TASK TO COMPLETE:
No line before the one containing "Target: paved driveway" should appear; that line and all lines after it, through the end of the data, are to be set down exactly.

*** Opening DATA FOR ANALYSIS ***

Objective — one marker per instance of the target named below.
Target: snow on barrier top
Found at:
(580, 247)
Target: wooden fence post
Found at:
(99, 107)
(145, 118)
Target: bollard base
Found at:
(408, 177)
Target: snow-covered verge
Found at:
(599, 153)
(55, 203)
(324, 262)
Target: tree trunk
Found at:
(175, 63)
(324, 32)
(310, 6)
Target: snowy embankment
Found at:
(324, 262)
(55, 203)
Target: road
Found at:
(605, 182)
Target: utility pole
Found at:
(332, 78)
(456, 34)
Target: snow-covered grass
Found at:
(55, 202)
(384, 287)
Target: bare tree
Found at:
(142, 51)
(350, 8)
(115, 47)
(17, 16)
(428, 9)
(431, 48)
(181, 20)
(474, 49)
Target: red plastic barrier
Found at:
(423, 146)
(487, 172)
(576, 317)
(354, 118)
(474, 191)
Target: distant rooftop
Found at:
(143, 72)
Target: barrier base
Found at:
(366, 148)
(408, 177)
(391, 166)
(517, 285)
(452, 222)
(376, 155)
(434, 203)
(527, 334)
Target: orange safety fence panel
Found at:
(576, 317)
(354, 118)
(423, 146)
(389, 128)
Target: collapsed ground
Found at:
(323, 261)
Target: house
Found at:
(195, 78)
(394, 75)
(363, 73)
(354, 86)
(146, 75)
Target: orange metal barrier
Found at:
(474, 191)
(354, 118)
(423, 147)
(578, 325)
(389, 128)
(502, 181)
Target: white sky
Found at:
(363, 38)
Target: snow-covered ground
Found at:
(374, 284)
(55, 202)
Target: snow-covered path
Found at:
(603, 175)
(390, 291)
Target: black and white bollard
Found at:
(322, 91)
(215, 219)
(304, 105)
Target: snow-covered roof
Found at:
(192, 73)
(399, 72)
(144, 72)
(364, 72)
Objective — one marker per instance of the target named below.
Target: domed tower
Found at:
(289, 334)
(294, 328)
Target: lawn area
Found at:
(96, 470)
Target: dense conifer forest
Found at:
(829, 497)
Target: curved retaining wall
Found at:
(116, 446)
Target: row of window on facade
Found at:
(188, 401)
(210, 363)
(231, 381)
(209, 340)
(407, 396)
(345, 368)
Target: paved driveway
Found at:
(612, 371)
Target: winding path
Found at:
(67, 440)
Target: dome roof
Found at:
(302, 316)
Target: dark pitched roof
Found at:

*** Closing DATA FOR ANALYSIS ***

PROBLEM SOLUTION:
Target: paved driveway
Found at:
(612, 371)
Target: winding path
Found at:
(67, 440)
Target: dome roof
Found at:
(302, 316)
Target: dark pitched roof
Found at:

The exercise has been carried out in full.